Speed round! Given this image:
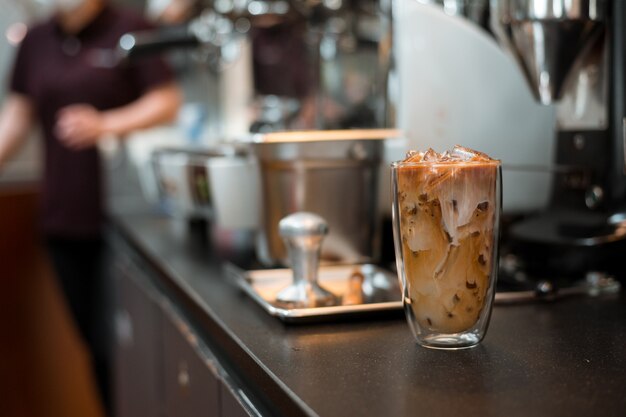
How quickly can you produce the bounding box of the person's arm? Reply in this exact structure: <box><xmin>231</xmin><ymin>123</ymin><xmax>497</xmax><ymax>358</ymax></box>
<box><xmin>55</xmin><ymin>83</ymin><xmax>181</xmax><ymax>149</ymax></box>
<box><xmin>0</xmin><ymin>93</ymin><xmax>33</xmax><ymax>170</ymax></box>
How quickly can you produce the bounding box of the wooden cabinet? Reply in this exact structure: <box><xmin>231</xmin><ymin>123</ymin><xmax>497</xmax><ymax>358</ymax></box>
<box><xmin>163</xmin><ymin>308</ymin><xmax>220</xmax><ymax>417</ymax></box>
<box><xmin>113</xmin><ymin>262</ymin><xmax>163</xmax><ymax>417</ymax></box>
<box><xmin>114</xmin><ymin>250</ymin><xmax>260</xmax><ymax>417</ymax></box>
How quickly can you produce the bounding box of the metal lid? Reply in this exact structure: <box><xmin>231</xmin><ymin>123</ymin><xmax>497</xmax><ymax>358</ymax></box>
<box><xmin>278</xmin><ymin>211</ymin><xmax>328</xmax><ymax>237</ymax></box>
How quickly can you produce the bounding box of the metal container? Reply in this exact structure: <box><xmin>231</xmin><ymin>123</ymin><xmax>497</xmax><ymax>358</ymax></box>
<box><xmin>152</xmin><ymin>145</ymin><xmax>251</xmax><ymax>219</ymax></box>
<box><xmin>252</xmin><ymin>129</ymin><xmax>397</xmax><ymax>265</ymax></box>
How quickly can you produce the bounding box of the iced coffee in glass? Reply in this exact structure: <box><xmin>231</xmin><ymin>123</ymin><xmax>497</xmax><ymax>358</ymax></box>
<box><xmin>392</xmin><ymin>146</ymin><xmax>501</xmax><ymax>349</ymax></box>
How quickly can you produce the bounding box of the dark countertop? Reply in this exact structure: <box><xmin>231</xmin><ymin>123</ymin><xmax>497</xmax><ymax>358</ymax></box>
<box><xmin>109</xmin><ymin>205</ymin><xmax>626</xmax><ymax>417</ymax></box>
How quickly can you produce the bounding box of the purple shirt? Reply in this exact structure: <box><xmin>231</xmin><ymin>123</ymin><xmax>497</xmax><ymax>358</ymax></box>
<box><xmin>10</xmin><ymin>6</ymin><xmax>172</xmax><ymax>238</ymax></box>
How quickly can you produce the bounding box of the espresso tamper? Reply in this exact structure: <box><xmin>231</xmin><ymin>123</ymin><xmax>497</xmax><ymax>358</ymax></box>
<box><xmin>276</xmin><ymin>212</ymin><xmax>337</xmax><ymax>308</ymax></box>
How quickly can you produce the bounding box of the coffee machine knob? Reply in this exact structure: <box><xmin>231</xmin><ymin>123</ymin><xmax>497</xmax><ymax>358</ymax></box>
<box><xmin>585</xmin><ymin>185</ymin><xmax>604</xmax><ymax>209</ymax></box>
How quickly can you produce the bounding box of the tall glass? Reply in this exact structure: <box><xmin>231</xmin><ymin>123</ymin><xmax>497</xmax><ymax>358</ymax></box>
<box><xmin>391</xmin><ymin>159</ymin><xmax>502</xmax><ymax>349</ymax></box>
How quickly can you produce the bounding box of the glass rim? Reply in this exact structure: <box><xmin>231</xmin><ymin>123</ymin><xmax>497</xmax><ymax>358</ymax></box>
<box><xmin>391</xmin><ymin>159</ymin><xmax>502</xmax><ymax>168</ymax></box>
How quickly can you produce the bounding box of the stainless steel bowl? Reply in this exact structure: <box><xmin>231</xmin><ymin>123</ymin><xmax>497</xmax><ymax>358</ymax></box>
<box><xmin>253</xmin><ymin>129</ymin><xmax>395</xmax><ymax>265</ymax></box>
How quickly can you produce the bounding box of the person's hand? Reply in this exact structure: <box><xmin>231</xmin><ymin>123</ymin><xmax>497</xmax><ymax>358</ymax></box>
<box><xmin>54</xmin><ymin>104</ymin><xmax>105</xmax><ymax>150</ymax></box>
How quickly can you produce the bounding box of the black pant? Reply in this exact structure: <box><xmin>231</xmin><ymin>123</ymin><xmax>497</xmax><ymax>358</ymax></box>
<box><xmin>46</xmin><ymin>237</ymin><xmax>112</xmax><ymax>415</ymax></box>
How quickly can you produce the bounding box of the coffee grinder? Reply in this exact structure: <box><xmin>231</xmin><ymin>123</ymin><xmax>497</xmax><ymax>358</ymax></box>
<box><xmin>490</xmin><ymin>0</ymin><xmax>626</xmax><ymax>281</ymax></box>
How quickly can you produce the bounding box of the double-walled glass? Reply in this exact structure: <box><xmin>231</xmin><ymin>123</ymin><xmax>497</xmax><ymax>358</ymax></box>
<box><xmin>392</xmin><ymin>160</ymin><xmax>502</xmax><ymax>349</ymax></box>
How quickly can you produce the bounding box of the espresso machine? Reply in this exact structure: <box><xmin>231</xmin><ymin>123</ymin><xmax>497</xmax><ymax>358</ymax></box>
<box><xmin>490</xmin><ymin>0</ymin><xmax>626</xmax><ymax>280</ymax></box>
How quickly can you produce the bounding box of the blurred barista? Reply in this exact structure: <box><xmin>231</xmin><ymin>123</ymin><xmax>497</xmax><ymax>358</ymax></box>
<box><xmin>0</xmin><ymin>0</ymin><xmax>180</xmax><ymax>408</ymax></box>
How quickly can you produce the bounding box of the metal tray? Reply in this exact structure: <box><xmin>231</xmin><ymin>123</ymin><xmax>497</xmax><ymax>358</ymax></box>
<box><xmin>225</xmin><ymin>264</ymin><xmax>402</xmax><ymax>323</ymax></box>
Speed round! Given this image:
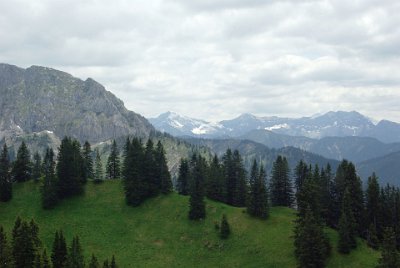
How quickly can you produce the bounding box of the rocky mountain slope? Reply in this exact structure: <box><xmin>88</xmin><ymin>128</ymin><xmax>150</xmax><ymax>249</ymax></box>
<box><xmin>0</xmin><ymin>64</ymin><xmax>154</xmax><ymax>143</ymax></box>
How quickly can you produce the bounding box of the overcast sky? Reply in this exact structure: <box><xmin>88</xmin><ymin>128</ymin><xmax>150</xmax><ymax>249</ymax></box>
<box><xmin>0</xmin><ymin>0</ymin><xmax>400</xmax><ymax>122</ymax></box>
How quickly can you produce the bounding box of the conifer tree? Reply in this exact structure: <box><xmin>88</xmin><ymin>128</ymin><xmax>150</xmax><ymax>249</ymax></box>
<box><xmin>0</xmin><ymin>144</ymin><xmax>12</xmax><ymax>202</ymax></box>
<box><xmin>51</xmin><ymin>230</ymin><xmax>68</xmax><ymax>268</ymax></box>
<box><xmin>12</xmin><ymin>141</ymin><xmax>32</xmax><ymax>182</ymax></box>
<box><xmin>89</xmin><ymin>254</ymin><xmax>100</xmax><ymax>268</ymax></box>
<box><xmin>155</xmin><ymin>141</ymin><xmax>172</xmax><ymax>194</ymax></box>
<box><xmin>41</xmin><ymin>148</ymin><xmax>58</xmax><ymax>209</ymax></box>
<box><xmin>294</xmin><ymin>207</ymin><xmax>329</xmax><ymax>268</ymax></box>
<box><xmin>32</xmin><ymin>152</ymin><xmax>42</xmax><ymax>182</ymax></box>
<box><xmin>82</xmin><ymin>141</ymin><xmax>94</xmax><ymax>180</ymax></box>
<box><xmin>94</xmin><ymin>149</ymin><xmax>104</xmax><ymax>182</ymax></box>
<box><xmin>378</xmin><ymin>228</ymin><xmax>400</xmax><ymax>268</ymax></box>
<box><xmin>0</xmin><ymin>225</ymin><xmax>12</xmax><ymax>268</ymax></box>
<box><xmin>177</xmin><ymin>159</ymin><xmax>190</xmax><ymax>195</ymax></box>
<box><xmin>67</xmin><ymin>236</ymin><xmax>85</xmax><ymax>268</ymax></box>
<box><xmin>189</xmin><ymin>155</ymin><xmax>206</xmax><ymax>220</ymax></box>
<box><xmin>270</xmin><ymin>156</ymin><xmax>293</xmax><ymax>207</ymax></box>
<box><xmin>106</xmin><ymin>140</ymin><xmax>121</xmax><ymax>180</ymax></box>
<box><xmin>42</xmin><ymin>249</ymin><xmax>51</xmax><ymax>268</ymax></box>
<box><xmin>247</xmin><ymin>161</ymin><xmax>269</xmax><ymax>219</ymax></box>
<box><xmin>206</xmin><ymin>155</ymin><xmax>226</xmax><ymax>202</ymax></box>
<box><xmin>219</xmin><ymin>214</ymin><xmax>231</xmax><ymax>239</ymax></box>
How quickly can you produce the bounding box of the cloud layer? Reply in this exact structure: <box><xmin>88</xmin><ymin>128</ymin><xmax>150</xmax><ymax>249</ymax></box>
<box><xmin>0</xmin><ymin>0</ymin><xmax>400</xmax><ymax>122</ymax></box>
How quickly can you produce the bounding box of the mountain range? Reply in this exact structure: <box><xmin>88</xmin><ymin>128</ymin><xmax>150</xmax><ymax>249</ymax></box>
<box><xmin>149</xmin><ymin>111</ymin><xmax>400</xmax><ymax>143</ymax></box>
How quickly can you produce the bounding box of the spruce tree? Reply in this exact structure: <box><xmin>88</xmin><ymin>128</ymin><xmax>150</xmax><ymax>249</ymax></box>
<box><xmin>0</xmin><ymin>225</ymin><xmax>12</xmax><ymax>268</ymax></box>
<box><xmin>106</xmin><ymin>140</ymin><xmax>121</xmax><ymax>180</ymax></box>
<box><xmin>176</xmin><ymin>159</ymin><xmax>190</xmax><ymax>195</ymax></box>
<box><xmin>94</xmin><ymin>149</ymin><xmax>104</xmax><ymax>182</ymax></box>
<box><xmin>67</xmin><ymin>236</ymin><xmax>85</xmax><ymax>268</ymax></box>
<box><xmin>154</xmin><ymin>141</ymin><xmax>172</xmax><ymax>194</ymax></box>
<box><xmin>82</xmin><ymin>141</ymin><xmax>94</xmax><ymax>180</ymax></box>
<box><xmin>41</xmin><ymin>148</ymin><xmax>58</xmax><ymax>209</ymax></box>
<box><xmin>219</xmin><ymin>214</ymin><xmax>231</xmax><ymax>239</ymax></box>
<box><xmin>294</xmin><ymin>207</ymin><xmax>329</xmax><ymax>268</ymax></box>
<box><xmin>189</xmin><ymin>155</ymin><xmax>206</xmax><ymax>220</ymax></box>
<box><xmin>12</xmin><ymin>141</ymin><xmax>32</xmax><ymax>182</ymax></box>
<box><xmin>270</xmin><ymin>156</ymin><xmax>293</xmax><ymax>207</ymax></box>
<box><xmin>247</xmin><ymin>161</ymin><xmax>269</xmax><ymax>219</ymax></box>
<box><xmin>89</xmin><ymin>254</ymin><xmax>100</xmax><ymax>268</ymax></box>
<box><xmin>0</xmin><ymin>144</ymin><xmax>12</xmax><ymax>202</ymax></box>
<box><xmin>51</xmin><ymin>230</ymin><xmax>68</xmax><ymax>268</ymax></box>
<box><xmin>378</xmin><ymin>228</ymin><xmax>400</xmax><ymax>268</ymax></box>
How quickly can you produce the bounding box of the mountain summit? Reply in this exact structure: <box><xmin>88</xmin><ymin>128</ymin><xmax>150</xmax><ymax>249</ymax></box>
######
* **EXERCISE DESCRIPTION**: Report every line from the rows above that contains the word "machine", copying each line in full.

* **SOLUTION TO THE PROBLEM**:
How quickly can you produce the bounding box of the coffee machine knob? Reply in this exact structure: <box><xmin>231</xmin><ymin>123</ymin><xmax>497</xmax><ymax>358</ymax></box>
How quickly can you produce the bounding box of the espresso machine? Reply in this exact structure: <box><xmin>231</xmin><ymin>123</ymin><xmax>497</xmax><ymax>358</ymax></box>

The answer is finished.